**QUOTED PASSAGE:**
* * * * * * * * *

All of the Word of God is special because it is the communication from our creator to us. There are valuable things to learn from every chapter in the Bible, but this chapter is momentous.
At long last, Abraham had his promised son Isaac. Abraham had been living a life devoted to God, a life of absolute faith and dependence. He was sure of God’s place in reality and his place as God’s child. The times that Abraham had escaped calamity and the times that he had been blessed had come from God. Abraham knew this, and God knew that Abraham knew this, yet God still wanted to test him to an almost unthinkable limit.
Once Isaac was born, Abraham and Sarah were overjoyed. Abraham understood the source of this blessing absolutely. Because Abraham understood God’s power, and because Abraham believed that God would work towards Abraham’s overall best interest as long as Abraham honored God, Abraham obeyed God when He told Abraham to take Isaac to a mountain to kill as a sacrifice.

* * * * * * * * *

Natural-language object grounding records
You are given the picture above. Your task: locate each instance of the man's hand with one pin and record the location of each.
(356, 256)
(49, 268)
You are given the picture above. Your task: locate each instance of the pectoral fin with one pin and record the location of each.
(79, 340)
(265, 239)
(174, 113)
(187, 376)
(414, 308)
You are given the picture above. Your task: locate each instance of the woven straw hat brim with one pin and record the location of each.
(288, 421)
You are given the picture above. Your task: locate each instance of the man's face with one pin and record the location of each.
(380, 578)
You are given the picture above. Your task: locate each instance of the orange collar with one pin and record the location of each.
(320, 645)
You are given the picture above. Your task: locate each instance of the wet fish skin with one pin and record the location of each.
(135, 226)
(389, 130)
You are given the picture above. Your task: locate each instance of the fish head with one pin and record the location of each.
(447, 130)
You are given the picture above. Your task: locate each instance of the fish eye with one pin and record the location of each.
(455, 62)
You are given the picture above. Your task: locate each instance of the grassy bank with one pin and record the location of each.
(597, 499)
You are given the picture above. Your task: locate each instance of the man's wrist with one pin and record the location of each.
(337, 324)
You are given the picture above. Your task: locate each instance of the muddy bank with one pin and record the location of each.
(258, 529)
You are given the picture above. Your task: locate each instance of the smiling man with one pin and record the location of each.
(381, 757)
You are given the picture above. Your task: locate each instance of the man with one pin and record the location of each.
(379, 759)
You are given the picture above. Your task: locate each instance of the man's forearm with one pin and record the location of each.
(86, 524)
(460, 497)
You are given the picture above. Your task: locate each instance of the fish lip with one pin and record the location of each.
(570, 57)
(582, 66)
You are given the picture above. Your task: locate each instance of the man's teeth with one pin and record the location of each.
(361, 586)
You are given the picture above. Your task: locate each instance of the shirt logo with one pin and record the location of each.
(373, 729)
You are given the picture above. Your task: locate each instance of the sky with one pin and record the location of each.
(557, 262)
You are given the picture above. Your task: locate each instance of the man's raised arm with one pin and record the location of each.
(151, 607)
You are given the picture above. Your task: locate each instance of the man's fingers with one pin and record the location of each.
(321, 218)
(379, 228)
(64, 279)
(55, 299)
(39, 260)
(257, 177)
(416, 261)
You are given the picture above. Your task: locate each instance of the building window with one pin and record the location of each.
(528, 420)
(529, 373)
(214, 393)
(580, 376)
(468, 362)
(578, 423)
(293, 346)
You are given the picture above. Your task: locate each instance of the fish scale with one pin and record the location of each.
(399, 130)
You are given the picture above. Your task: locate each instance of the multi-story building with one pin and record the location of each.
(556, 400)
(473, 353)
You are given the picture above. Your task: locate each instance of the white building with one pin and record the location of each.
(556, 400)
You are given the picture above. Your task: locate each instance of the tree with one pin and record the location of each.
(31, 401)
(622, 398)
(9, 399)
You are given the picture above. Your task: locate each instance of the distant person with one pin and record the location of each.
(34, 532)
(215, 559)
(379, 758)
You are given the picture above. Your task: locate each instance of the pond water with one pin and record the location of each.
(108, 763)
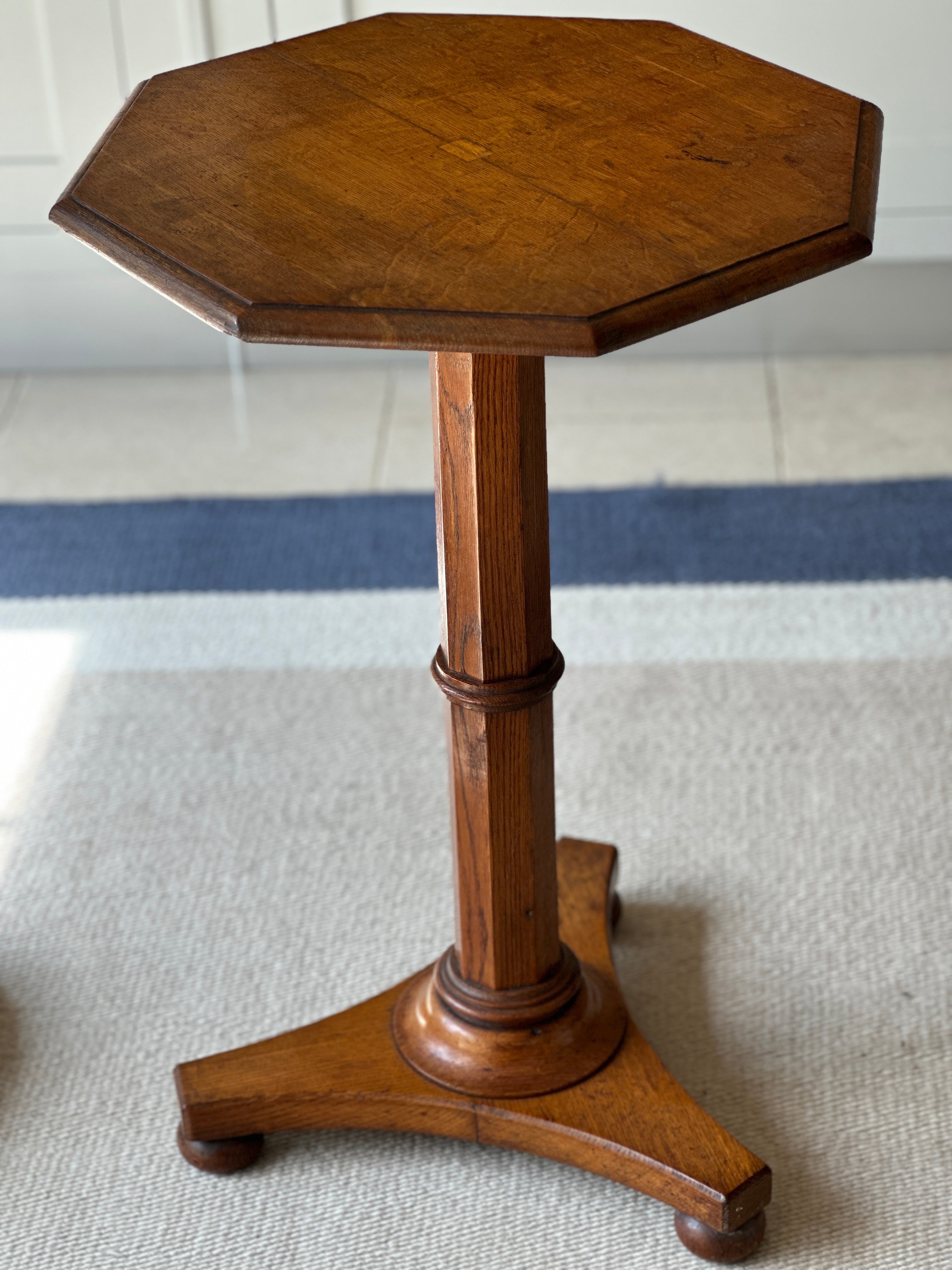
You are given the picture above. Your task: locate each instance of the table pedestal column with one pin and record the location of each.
(518, 1036)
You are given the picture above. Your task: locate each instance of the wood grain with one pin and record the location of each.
(631, 1122)
(485, 183)
(489, 421)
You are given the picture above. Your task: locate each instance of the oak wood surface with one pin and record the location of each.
(631, 1122)
(480, 183)
(489, 427)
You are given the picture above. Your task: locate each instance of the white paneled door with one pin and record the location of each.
(68, 65)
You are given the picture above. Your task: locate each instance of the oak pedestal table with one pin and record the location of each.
(496, 191)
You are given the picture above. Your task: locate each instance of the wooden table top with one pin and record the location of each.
(535, 186)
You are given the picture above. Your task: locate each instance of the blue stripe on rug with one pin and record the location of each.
(847, 533)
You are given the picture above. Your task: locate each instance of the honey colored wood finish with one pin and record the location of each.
(499, 185)
(724, 1249)
(497, 190)
(630, 1122)
(508, 1010)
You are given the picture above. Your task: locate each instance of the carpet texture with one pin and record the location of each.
(876, 530)
(207, 856)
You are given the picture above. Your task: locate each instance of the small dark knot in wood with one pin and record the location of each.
(517, 694)
(527, 1006)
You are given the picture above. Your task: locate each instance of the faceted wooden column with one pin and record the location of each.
(508, 1009)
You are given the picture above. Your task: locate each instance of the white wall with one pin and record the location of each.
(66, 65)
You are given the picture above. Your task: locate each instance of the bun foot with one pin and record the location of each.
(225, 1156)
(711, 1245)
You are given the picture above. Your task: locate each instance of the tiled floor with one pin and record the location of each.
(366, 426)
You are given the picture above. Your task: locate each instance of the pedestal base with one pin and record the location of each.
(630, 1122)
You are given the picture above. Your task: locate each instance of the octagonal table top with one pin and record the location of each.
(547, 186)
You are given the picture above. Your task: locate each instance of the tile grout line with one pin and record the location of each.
(386, 418)
(13, 401)
(776, 421)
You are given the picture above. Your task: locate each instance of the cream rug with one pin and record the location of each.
(200, 858)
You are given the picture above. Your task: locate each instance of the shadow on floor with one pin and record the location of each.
(9, 1050)
(660, 953)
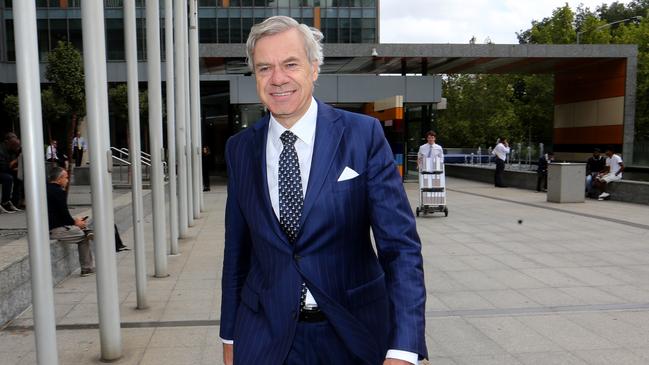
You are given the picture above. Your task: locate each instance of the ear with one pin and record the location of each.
(314, 70)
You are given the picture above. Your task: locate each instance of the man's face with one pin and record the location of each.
(284, 75)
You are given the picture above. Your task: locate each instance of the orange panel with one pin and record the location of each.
(388, 114)
(592, 82)
(598, 135)
(316, 17)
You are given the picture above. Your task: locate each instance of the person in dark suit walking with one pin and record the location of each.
(307, 185)
(542, 172)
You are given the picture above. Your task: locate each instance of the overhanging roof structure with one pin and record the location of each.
(434, 58)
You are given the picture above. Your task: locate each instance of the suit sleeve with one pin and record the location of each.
(236, 259)
(398, 246)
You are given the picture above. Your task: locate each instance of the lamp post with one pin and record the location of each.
(633, 18)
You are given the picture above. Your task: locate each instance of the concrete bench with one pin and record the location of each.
(624, 190)
(15, 274)
(629, 191)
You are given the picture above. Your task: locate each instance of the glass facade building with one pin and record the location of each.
(220, 21)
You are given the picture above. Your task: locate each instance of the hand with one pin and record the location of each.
(390, 361)
(228, 354)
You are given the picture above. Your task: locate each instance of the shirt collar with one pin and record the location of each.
(304, 128)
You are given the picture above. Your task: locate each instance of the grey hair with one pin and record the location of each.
(54, 173)
(279, 24)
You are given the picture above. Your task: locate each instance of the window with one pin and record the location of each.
(114, 39)
(344, 36)
(43, 39)
(58, 31)
(207, 30)
(74, 30)
(223, 31)
(11, 51)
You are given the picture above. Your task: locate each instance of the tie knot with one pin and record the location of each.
(288, 138)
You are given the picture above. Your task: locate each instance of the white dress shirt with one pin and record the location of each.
(50, 153)
(501, 151)
(304, 129)
(428, 150)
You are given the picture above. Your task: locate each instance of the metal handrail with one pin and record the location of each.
(145, 158)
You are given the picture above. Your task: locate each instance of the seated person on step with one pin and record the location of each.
(62, 226)
(612, 172)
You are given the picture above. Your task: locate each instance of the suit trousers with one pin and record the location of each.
(318, 344)
(72, 235)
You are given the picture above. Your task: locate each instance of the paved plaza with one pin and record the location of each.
(511, 279)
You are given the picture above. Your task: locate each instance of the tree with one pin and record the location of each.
(560, 29)
(12, 108)
(557, 29)
(65, 72)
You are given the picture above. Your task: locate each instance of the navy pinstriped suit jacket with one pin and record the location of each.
(374, 303)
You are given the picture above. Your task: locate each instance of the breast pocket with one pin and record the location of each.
(351, 184)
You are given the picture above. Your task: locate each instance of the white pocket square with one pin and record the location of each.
(347, 174)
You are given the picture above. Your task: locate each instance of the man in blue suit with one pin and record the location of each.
(302, 282)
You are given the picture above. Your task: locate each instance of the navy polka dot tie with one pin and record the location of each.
(290, 187)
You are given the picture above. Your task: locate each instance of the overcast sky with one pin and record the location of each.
(456, 21)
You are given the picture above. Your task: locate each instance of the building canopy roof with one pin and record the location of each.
(433, 58)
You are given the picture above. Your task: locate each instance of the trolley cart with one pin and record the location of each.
(432, 187)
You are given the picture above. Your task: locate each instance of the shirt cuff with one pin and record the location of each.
(408, 356)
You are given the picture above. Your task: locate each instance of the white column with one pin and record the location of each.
(29, 94)
(171, 131)
(181, 138)
(189, 126)
(195, 96)
(130, 36)
(155, 136)
(94, 60)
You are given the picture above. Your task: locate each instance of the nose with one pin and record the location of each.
(279, 77)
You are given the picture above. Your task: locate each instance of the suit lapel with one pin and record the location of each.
(328, 133)
(261, 175)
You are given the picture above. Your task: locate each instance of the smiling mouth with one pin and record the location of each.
(285, 93)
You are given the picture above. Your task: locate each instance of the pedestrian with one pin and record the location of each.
(500, 151)
(594, 166)
(430, 149)
(612, 172)
(302, 283)
(207, 164)
(63, 226)
(10, 152)
(542, 171)
(79, 146)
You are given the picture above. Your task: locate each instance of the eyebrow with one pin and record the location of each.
(290, 59)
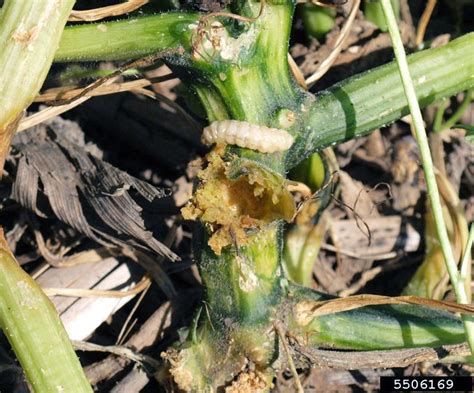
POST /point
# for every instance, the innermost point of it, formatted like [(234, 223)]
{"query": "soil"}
[(134, 159)]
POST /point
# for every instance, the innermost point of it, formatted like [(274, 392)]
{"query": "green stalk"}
[(35, 332), (428, 167), (29, 35), (347, 110), (126, 39), (456, 115), (466, 258), (364, 102)]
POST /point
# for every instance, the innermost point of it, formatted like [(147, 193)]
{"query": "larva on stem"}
[(250, 136)]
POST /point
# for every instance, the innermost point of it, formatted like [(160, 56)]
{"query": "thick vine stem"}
[(364, 102), (238, 69), (29, 35), (428, 168), (34, 330)]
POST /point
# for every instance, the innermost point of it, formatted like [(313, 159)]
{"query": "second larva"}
[(250, 136)]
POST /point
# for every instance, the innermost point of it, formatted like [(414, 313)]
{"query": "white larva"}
[(250, 136)]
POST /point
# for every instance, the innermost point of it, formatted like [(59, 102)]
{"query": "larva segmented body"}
[(250, 136)]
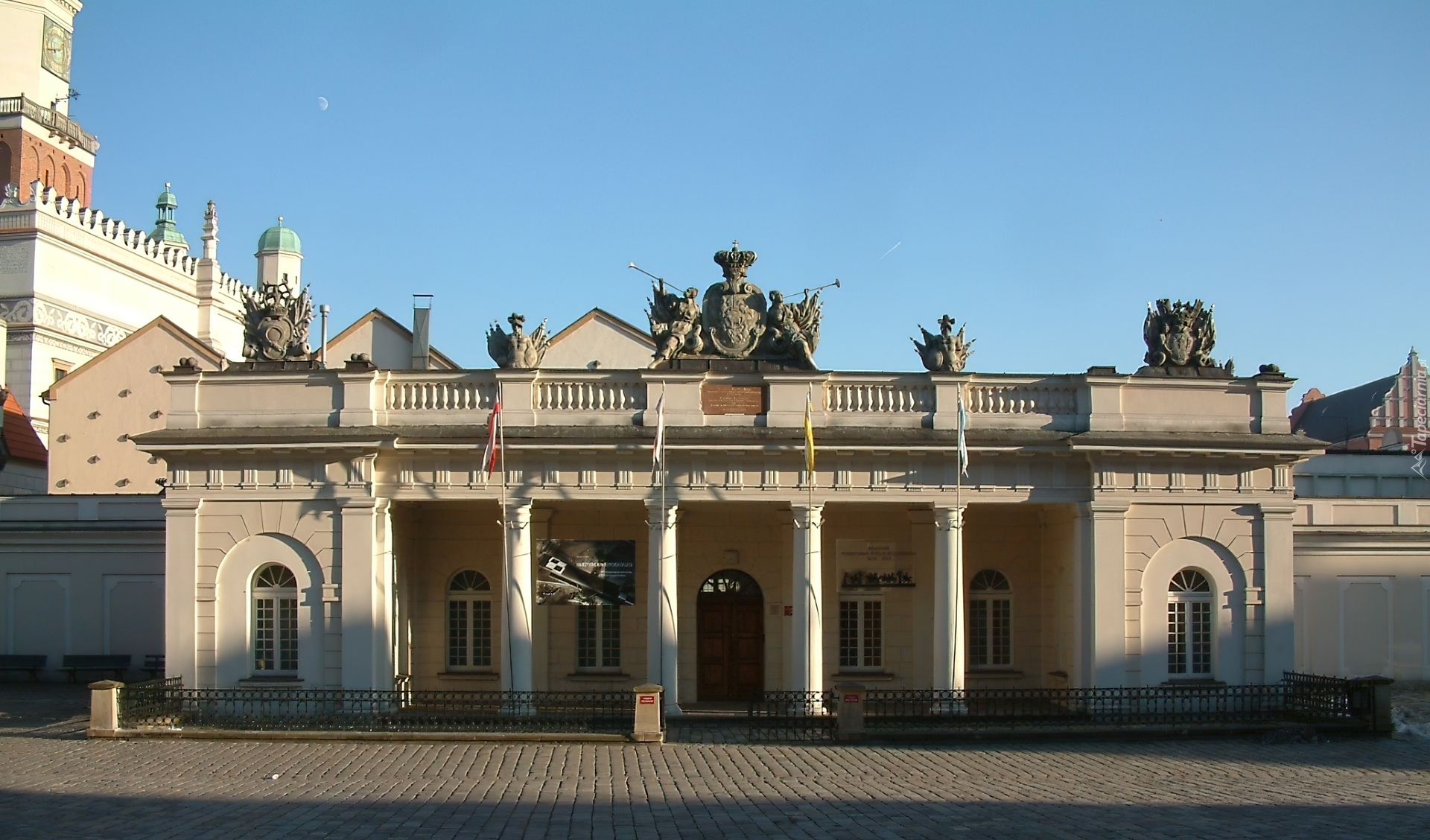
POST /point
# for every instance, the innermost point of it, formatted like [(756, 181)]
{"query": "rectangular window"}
[(1189, 637), (598, 637), (458, 630), (469, 633), (861, 633), (264, 634), (990, 633), (275, 634)]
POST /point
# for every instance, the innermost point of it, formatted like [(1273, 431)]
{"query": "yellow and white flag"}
[(810, 435)]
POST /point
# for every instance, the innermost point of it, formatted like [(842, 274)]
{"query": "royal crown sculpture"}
[(1180, 337), (517, 349), (734, 320), (275, 328), (947, 350)]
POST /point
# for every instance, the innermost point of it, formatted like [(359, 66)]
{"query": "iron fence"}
[(1297, 699), (163, 703), (792, 716)]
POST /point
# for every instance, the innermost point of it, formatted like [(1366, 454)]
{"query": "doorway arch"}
[(730, 658)]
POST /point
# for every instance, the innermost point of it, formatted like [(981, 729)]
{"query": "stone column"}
[(807, 649), (1100, 612), (950, 628), (182, 591), (366, 595), (517, 597), (662, 643), (1277, 596)]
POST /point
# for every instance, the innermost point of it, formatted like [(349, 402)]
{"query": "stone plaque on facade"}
[(727, 399), (874, 563)]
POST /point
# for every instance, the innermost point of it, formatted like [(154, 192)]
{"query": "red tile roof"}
[(19, 436)]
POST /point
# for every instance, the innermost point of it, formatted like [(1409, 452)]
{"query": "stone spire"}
[(211, 233)]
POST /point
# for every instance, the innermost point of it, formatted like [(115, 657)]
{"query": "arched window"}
[(1189, 625), (730, 582), (469, 622), (990, 620), (275, 620)]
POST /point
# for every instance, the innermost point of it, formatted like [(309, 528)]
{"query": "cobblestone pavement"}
[(56, 785)]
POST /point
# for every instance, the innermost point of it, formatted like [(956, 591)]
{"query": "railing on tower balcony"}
[(51, 119)]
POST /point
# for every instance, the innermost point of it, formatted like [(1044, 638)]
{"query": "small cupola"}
[(166, 230), (281, 258)]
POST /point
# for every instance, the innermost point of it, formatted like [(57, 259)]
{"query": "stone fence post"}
[(648, 726), (851, 712), (104, 709)]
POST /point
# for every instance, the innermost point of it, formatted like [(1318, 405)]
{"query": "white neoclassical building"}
[(1111, 530)]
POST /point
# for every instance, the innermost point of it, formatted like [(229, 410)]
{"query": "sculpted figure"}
[(676, 323), (947, 350), (1180, 334), (275, 328), (792, 329), (518, 349)]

* * * * * * * * *

**THINGS TO DO:**
1. Answer these questions from the passage on Abraham and Isaac:
(a) What does the passage call the Word of God?
(b) Who was overjoyed once Isaac was born?
(c) Where did God tell Abraham to take Isaac?
2. Say whether each statement agrees with the passage on Abraham and Isaac, quoting the words that decide it:
(a) Abraham had been living a life of absolute faith and dependence.
(b) Abraham was unsure where the blessing of Isaac came from.
(c) Only some chapters of the Bible have valuable things to learn.
3. Carry on the passage on Abraham and Isaac from its final sentence.
The records have no connection to the passage on Abraham and Isaac.

**ACTIVITY ANSWERS:**
1.
(a) The communication from our creator to us.
(b) Abraham and Sarah.
(c) To a mountain.

2.
(a) Yes: "Abraham had been living a life devoted to God, a life of absolute faith and dependence."
(b) No: "Abraham understood the source of this blessing absolutely."
(c) No: "There are valuable things to learn from every chapter in the Bible."

3.
If you are a parent, it can be difficult to understand the frame of mind that Abraham was in. We can recognize that familial mores differed so long ago, and that our concentration on the family unit is much more intense today than it was in Abraham’s time. But we also know that Abraham had wanted and been waiting for a son. The improbability of obtaining Isaac surely made him an even more treasured son. But deep in his heart and mind, Abraham understood the concept of God’s blessings: they can often seem to be given without any sort of structure or organization and the reasons for them are not always evident. Amidst this uncertainty as to their reason, man must conclude that the presence of God’s mysterious blessings supports some unknown plan of God, still yet to appear, and a plan that may not even be evident during our lifetime.
Abraham’s relationship with God was so deep that he intuited all of this, and this understanding is what led him to blindly and willingly go to kill Isaac. Inside Abraham’s deepest thoughts, did he suspect that Isaac would make it out of this alive? Verse 8 says seems to suggest yes, because when Isaac notices the lack of a living sacrifice en route to the event, Abraham answers, “My son, God will provide for Himself the lamb for a burnt offering.”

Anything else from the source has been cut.